_Request_
Reproduce all of the data below without alteration; exclude every picture.

_Recorded information_
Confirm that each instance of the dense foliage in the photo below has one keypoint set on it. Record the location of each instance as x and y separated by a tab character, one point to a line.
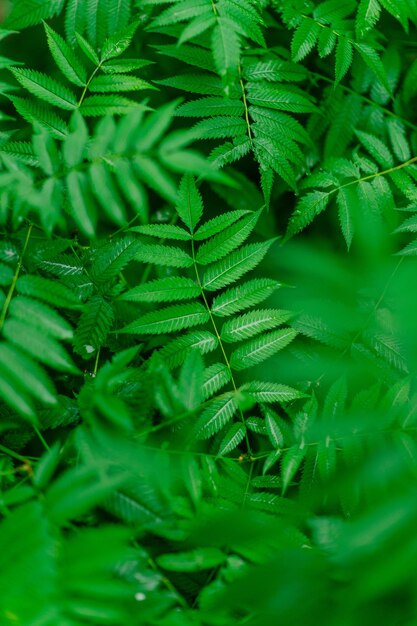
208	343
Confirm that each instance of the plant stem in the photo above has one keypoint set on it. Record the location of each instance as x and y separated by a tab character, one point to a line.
10	293
81	100
216	331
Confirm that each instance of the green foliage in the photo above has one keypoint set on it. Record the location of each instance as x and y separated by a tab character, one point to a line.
207	312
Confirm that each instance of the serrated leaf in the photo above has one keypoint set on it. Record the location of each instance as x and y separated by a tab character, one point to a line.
273	431
119	42
65	58
34	342
307	209
235	265
48	290
291	462
41	316
253	323
192	561
163	255
234	436
304	39
261	348
163	231
225	44
228	240
175	352
117	83
344	57
215	377
189	204
93	327
243	296
96	106
46	88
217	224
21	367
191	380
163	290
346	200
271	392
372	60
216	416
168	320
273	481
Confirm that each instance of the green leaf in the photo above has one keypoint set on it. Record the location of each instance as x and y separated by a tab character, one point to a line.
189	204
175	352
367	16
65	58
119	42
218	224
304	39
290	465
162	231
344	57
235	265
234	436
41	316
216	416
96	106
36	113
243	296
227	240
209	107
163	290
225	44
271	392
307	209
347	201
163	255
31	12
118	82
49	290
80	204
21	367
273	431
46	88
376	148
215	377
253	323
191	380
35	343
87	48
168	320
93	327
372	60
192	561
261	348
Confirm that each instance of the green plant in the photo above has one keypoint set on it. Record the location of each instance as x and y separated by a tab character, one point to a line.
207	312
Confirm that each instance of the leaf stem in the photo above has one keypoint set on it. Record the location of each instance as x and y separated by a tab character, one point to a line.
10	293
216	331
364	98
81	100
245	104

_Task solution_
Confirm that each instance of the dense foliage in the photo below has one keypoint set on it. Record the location of each instance as x and y separated by a tab character, one point to a line.
208	343
Confirm that each instance of the plant stem in the photo above has one keypoint set on it. Record the location of each instance as x and y separated by a tab character, one point to a line.
10	293
81	100
216	331
Confirm that each instance of the green foliage in the photo above has one keypoint set on it. Record the location of each instance as x and y separated by a tab character, one point to a line.
207	312
Confirm that each instance of the serrated leaf in the photo above has one keypoint set on it. Record the location of each instance as x and y separated by a tab character, one point to a line.
273	431
119	42
65	58
34	342
307	209
235	265
48	290
291	462
41	316
253	323
192	561
163	255
234	436
304	39
261	348
163	231
225	44
228	240
175	352
117	83
344	57
215	377
189	204
93	327
243	296
96	106
46	88
217	224
21	367
191	380
163	290
346	200
271	392
372	60
216	416
168	320
273	481
Confirm that each instance of the green leaf in the photo above has one keypoint set on it. Record the location of each instance as x and y separated by a tab character, one point to a line.
189	204
175	352
367	16
65	58
119	42
218	224
304	39
290	465
162	231
344	57
235	265
234	436
41	316
216	416
96	106
36	113
243	296
227	240
209	107
163	290
225	44
271	392
307	209
347	201
163	255
31	12
118	82
49	290
80	204
21	367
273	431
46	88
376	148
215	377
253	323
191	380
35	343
87	48
168	320
93	327
372	60
192	561
261	348
Confirm that each instance of the green plant in the photo above has one keypoint set on it. Record the location of each instance as x and y separated by a tab character, one point to a line.
207	312
Confirm that each instance of the leaf stem in the photo above has one keypoint set on it. Record the location of each instance as x and y separated by a tab character, one point to a line.
10	293
216	331
364	98
81	100
245	104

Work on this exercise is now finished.